_REQUIRED WORK:_ Output every row below verbatim, leaving out the pictures.

── RECORDED DATA

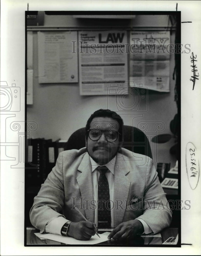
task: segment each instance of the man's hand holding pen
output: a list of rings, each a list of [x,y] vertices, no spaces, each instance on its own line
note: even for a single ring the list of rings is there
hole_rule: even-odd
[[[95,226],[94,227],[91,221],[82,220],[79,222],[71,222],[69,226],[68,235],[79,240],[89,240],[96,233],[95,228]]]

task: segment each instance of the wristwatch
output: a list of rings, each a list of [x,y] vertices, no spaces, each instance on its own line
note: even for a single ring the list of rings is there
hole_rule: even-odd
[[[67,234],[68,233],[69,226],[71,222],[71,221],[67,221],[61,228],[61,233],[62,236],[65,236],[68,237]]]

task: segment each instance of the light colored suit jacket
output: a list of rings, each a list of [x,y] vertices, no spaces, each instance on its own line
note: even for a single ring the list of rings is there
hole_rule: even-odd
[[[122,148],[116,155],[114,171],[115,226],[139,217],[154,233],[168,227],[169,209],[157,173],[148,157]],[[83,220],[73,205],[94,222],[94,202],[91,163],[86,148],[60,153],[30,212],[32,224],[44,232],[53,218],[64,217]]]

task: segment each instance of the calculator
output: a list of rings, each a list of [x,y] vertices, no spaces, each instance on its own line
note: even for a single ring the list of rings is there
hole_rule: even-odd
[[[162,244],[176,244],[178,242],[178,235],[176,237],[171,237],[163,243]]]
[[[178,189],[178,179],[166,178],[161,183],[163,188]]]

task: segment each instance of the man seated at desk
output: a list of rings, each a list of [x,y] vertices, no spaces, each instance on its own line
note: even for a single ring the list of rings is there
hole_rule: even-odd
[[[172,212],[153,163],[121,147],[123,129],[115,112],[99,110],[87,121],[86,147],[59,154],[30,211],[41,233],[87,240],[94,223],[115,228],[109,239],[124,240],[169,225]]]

────

_COMPLETED EXERCISE:_
task: segment each instance of the man's hand holding pen
output: a list of rings, each a list of [x,y] vertices, no spaces, each instance on its own line
note: even for a single ring the list of rings is there
hole_rule: even-odd
[[[95,226],[94,227],[91,221],[82,220],[79,222],[71,222],[69,226],[68,235],[79,240],[89,240],[96,233],[95,228]]]

task: segment each instance of the wristwatch
output: a list of rings, each a list of [x,y] vertices, no spaces, each instance on its own line
note: even for a single ring the list of rings is there
hole_rule: even-odd
[[[67,234],[68,233],[69,226],[71,222],[71,221],[67,221],[61,228],[61,233],[62,236],[65,236],[68,237]]]

task: segment each instance of the light colored suit jacket
output: a list of rings, each a list of [x,y] vertices, no spaces, each instance on its own line
note: even for a single ring the list of rings is there
hole_rule: even-odd
[[[122,148],[116,155],[114,171],[115,226],[139,217],[154,233],[168,227],[169,209],[157,173],[148,157]],[[83,220],[73,205],[94,222],[94,202],[91,163],[86,148],[60,153],[30,212],[32,224],[44,232],[53,218],[64,217]]]

task: segment each instance of the calculator
output: a list of rings, each a list of [x,y] vertices, no spaces, each instance on its own line
note: even for a single ring the list of rings is there
hole_rule: even-odd
[[[162,244],[176,244],[178,242],[178,235],[176,237],[171,237],[163,243]]]
[[[178,189],[178,179],[166,178],[161,183],[163,188]]]

task: segment each instance of the man seated at desk
output: a list of rings, each a list of [x,y] vertices, no spaces, each instance on its own line
note: even for a single ring the list of rings is there
hole_rule: even-odd
[[[172,212],[153,163],[121,147],[123,129],[115,112],[99,110],[87,121],[86,147],[59,154],[30,211],[41,233],[87,240],[94,223],[115,228],[109,239],[124,240],[169,225]]]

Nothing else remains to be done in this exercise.